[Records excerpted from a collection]

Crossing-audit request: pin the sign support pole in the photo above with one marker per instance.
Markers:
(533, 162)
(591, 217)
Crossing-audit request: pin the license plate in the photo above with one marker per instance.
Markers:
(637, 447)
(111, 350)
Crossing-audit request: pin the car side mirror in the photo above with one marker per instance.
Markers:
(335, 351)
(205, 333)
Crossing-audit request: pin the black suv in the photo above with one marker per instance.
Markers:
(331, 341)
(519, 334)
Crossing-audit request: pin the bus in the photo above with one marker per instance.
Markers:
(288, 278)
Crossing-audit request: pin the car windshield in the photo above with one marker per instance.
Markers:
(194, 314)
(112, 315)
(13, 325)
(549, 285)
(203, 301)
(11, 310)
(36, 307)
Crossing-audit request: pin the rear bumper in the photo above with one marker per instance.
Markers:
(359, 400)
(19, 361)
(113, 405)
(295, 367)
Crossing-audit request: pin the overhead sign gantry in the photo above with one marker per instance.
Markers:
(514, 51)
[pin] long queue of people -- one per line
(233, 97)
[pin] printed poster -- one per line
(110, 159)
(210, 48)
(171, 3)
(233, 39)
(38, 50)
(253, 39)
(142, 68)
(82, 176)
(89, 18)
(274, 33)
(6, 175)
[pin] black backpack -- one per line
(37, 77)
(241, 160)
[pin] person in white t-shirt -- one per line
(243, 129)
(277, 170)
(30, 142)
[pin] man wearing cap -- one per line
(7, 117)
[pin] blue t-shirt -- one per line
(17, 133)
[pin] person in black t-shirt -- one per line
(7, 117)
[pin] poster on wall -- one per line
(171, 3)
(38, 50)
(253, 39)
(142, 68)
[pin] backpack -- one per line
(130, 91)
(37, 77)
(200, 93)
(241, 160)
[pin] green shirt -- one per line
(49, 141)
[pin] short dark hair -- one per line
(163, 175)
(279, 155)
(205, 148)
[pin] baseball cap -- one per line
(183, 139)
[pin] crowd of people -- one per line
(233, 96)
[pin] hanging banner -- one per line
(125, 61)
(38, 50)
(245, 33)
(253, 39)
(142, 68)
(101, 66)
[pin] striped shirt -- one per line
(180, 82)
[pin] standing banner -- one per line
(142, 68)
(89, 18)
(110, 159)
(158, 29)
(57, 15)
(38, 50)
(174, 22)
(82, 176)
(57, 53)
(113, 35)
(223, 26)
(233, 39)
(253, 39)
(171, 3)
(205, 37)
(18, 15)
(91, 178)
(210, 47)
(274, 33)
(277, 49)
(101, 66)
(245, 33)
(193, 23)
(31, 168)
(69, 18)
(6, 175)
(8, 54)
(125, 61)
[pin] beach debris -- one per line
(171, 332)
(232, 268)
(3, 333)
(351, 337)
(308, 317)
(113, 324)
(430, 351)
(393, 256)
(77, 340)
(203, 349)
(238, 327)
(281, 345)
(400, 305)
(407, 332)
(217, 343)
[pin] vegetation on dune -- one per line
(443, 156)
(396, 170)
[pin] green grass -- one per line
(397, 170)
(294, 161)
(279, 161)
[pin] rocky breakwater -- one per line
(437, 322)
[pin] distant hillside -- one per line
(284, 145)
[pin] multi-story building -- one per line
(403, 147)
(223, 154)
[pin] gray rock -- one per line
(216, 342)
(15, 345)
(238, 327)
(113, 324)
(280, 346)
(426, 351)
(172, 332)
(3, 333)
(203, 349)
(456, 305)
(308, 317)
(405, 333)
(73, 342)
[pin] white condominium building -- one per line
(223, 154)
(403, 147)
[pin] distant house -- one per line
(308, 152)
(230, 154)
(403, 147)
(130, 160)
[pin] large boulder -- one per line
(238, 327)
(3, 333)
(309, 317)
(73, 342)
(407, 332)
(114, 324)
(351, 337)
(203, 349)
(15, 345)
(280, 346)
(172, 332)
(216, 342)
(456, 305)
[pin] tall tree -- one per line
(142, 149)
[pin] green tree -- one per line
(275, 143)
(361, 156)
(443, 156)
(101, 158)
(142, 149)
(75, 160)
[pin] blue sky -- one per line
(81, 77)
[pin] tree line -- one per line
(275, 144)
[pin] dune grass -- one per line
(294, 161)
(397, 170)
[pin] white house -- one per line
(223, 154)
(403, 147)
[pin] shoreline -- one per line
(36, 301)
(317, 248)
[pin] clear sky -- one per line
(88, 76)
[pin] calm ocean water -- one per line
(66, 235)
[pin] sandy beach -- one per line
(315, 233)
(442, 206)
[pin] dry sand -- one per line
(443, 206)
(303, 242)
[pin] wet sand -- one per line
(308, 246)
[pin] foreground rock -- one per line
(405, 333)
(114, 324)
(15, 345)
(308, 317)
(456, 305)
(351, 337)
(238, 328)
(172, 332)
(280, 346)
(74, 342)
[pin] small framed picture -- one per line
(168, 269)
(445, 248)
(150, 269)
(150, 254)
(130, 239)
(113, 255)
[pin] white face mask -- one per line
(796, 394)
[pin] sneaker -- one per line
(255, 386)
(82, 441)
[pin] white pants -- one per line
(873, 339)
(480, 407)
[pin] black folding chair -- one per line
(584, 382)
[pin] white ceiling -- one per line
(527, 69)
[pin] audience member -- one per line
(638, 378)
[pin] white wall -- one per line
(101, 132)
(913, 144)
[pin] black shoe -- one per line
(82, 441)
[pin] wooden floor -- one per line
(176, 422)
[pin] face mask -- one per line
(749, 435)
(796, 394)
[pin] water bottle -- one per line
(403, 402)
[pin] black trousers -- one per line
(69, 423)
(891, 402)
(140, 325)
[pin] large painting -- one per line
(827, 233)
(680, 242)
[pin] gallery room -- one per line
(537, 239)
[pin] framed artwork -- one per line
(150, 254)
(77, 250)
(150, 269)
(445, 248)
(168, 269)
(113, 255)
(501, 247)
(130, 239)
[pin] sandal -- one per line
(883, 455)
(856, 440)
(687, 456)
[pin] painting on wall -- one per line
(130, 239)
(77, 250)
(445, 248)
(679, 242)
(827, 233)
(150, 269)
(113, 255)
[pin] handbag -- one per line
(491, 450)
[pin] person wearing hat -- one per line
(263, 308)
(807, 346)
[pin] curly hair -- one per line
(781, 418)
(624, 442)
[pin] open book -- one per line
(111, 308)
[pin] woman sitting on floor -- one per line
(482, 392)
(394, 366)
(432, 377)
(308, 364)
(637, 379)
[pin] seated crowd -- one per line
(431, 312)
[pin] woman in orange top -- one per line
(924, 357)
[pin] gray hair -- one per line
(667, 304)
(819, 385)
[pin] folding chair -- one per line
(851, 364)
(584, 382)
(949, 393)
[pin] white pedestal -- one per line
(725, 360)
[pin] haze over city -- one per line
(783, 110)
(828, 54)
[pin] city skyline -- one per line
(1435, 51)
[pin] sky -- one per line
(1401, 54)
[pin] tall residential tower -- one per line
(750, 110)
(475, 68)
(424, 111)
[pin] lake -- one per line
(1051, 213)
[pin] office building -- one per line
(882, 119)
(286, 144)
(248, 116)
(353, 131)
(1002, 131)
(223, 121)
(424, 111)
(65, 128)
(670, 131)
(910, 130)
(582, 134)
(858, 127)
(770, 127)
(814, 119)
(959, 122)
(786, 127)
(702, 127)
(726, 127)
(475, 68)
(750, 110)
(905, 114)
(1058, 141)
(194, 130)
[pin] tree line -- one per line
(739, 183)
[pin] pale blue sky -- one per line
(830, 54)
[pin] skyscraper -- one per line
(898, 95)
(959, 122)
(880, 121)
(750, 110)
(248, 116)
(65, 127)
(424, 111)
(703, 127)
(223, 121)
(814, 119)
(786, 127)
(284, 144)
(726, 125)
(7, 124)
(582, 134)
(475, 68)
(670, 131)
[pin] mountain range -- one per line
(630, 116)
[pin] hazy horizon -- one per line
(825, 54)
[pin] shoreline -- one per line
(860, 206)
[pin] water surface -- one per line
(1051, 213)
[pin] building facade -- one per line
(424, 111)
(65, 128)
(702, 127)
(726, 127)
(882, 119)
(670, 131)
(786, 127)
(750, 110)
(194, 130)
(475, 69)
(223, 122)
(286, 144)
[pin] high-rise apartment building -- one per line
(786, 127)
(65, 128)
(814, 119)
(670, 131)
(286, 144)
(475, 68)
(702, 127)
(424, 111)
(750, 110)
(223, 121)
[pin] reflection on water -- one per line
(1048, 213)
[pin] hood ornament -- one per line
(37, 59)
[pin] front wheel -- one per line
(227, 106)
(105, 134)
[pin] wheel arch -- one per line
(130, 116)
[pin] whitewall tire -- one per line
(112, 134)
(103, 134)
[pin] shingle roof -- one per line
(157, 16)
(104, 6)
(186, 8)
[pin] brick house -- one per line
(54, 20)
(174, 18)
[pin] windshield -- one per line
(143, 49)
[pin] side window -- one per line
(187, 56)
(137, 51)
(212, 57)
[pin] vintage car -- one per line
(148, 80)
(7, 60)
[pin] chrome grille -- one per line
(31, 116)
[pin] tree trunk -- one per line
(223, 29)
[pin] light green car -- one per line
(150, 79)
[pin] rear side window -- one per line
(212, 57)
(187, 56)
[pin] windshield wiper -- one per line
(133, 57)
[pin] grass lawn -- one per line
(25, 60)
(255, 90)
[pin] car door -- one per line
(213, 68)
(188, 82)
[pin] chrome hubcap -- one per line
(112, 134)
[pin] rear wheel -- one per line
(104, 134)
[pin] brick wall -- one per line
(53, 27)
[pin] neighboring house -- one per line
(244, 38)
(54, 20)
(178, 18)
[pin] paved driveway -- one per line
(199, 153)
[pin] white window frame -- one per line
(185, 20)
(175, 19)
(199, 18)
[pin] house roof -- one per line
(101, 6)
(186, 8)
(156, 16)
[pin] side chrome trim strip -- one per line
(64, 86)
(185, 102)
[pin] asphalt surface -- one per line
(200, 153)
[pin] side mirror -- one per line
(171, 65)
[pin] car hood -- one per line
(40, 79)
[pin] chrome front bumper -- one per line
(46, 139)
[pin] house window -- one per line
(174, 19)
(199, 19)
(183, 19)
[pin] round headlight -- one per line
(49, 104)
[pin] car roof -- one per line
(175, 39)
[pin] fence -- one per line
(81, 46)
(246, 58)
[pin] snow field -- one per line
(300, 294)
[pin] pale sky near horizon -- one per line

▸ **WHAT IS NEEDED**: From the data, collect all lines where the string "sign" appears.

▸ **RESPONSE AREA**:
Crossing-audit request: pin the sign support pole in the photo above with one marker per instance.
Crossing-audit request: pin the overhead sign gantry in the photo above with one marker per instance.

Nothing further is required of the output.